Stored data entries
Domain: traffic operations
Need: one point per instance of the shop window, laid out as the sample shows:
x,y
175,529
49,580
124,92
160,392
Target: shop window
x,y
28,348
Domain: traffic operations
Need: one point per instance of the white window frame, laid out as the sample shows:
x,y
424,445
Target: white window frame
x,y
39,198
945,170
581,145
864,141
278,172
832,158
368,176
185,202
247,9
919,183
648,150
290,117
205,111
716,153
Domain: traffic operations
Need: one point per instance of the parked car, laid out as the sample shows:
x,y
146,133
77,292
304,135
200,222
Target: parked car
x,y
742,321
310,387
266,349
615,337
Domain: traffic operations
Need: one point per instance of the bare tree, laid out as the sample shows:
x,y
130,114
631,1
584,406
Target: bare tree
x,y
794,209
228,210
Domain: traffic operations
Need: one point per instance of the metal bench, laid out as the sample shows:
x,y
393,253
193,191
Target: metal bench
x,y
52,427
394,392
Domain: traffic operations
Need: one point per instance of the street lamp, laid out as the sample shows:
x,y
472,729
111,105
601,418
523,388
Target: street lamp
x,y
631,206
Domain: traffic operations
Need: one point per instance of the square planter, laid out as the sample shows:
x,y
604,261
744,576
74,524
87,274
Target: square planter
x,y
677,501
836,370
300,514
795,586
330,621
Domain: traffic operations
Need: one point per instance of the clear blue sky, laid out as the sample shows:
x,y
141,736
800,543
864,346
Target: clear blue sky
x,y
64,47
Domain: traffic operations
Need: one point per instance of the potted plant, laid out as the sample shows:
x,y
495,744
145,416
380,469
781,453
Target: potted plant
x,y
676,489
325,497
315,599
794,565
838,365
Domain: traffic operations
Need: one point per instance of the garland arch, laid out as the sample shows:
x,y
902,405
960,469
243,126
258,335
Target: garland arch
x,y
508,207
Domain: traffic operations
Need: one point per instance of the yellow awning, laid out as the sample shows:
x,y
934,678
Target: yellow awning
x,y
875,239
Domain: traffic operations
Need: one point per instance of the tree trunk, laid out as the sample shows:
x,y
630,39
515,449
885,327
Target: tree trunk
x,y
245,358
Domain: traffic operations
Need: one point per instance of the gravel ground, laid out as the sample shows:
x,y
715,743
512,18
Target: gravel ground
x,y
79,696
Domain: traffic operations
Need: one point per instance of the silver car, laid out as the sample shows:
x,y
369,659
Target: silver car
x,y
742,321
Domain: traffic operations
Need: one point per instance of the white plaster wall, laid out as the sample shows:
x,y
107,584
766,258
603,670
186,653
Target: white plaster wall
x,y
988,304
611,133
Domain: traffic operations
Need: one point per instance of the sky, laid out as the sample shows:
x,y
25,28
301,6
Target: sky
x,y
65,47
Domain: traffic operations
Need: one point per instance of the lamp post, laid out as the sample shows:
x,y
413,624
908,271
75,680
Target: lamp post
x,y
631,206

Assignment -
Give the entries again in full, exactly as they are written.

Answer section -
Domain: traffic operations
Need: one point per instance of the shop window, laid out as the sample shows:
x,y
175,529
49,580
124,92
160,392
Target: shop window
x,y
28,348
Domain: traffic operations
Need: one point per instance of the white window frame, laid out as the sample shows:
x,y
424,445
Target: white window frame
x,y
39,198
945,170
581,145
864,141
278,172
832,158
368,176
185,202
247,9
919,183
648,150
290,117
205,111
716,153
Domain: traffic operations
Need: one point per instance of the parked car, laid out as the sample shows:
x,y
146,133
77,292
304,135
200,222
Target: parked car
x,y
742,321
310,387
266,349
615,337
Domain: traffic operations
Need: one point per instance of the bare tree, laid out as the sample shows:
x,y
130,114
631,1
584,406
Target: bare tree
x,y
794,209
228,210
Domain: traffic operations
Need: one point per instance of the metal bench, laid out as the sample shows:
x,y
393,253
193,191
Target: metal bench
x,y
52,427
394,392
Domain: traffic operations
Need: one point per instance of the street lamp, laid out as the sample shows:
x,y
472,729
111,105
601,418
523,388
Target: street lamp
x,y
631,206
Domain: traffic operations
Need: one point per instance of the square planter, laid out as the sample shows:
x,y
604,261
744,576
74,524
87,274
Target: square planter
x,y
677,501
836,370
300,514
795,586
330,621
Domain: traffic operations
Need: one point per instance of the clear blue sky, laid out as the sample shows:
x,y
141,736
800,543
864,346
Target: clear blue sky
x,y
64,47
Domain: traffic operations
Need: one point per instance of the potted plant, laid out as the sample shows:
x,y
495,744
145,416
380,469
781,453
Target: potted plant
x,y
676,489
325,497
315,599
794,565
838,365
Domain: traffic operations
Need: one point per instance of the garland arch, laid out as the sample shows:
x,y
902,405
960,469
243,126
258,335
Target: garland arch
x,y
508,207
Domain: traffic operations
Need: one point per instance of the yellow awning, laid out as the sample shows:
x,y
934,678
Target: yellow awning
x,y
875,239
Domain: traffic operations
Need: one point per instance of the tree trunk, laid out as the sample shows:
x,y
630,39
515,449
885,327
Target: tree trunk
x,y
245,358
Domain: traffic operations
Need: one point per instance of the gravel ground, laid out as the sample shows:
x,y
715,743
512,18
Target: gravel ground
x,y
79,696
Domain: traffic operations
Need: one point per instance of the silver car, laid out as the sample shows:
x,y
369,659
Target: silver car
x,y
742,321
Domain: traffic operations
Need: one point per instance of the white plaster wall, laid out as the sample shows:
x,y
107,584
766,258
603,670
186,653
Target: white plaster wall
x,y
988,304
611,133
Domain: traffic operations
Need: one point per instance of the sky, laid out as the sample shows:
x,y
25,28
301,6
Target: sky
x,y
65,47
Domain: traffic operations
Need: one point per instance of the lamp post, laid out as the sample shows:
x,y
413,624
908,271
75,680
Target: lamp post
x,y
631,206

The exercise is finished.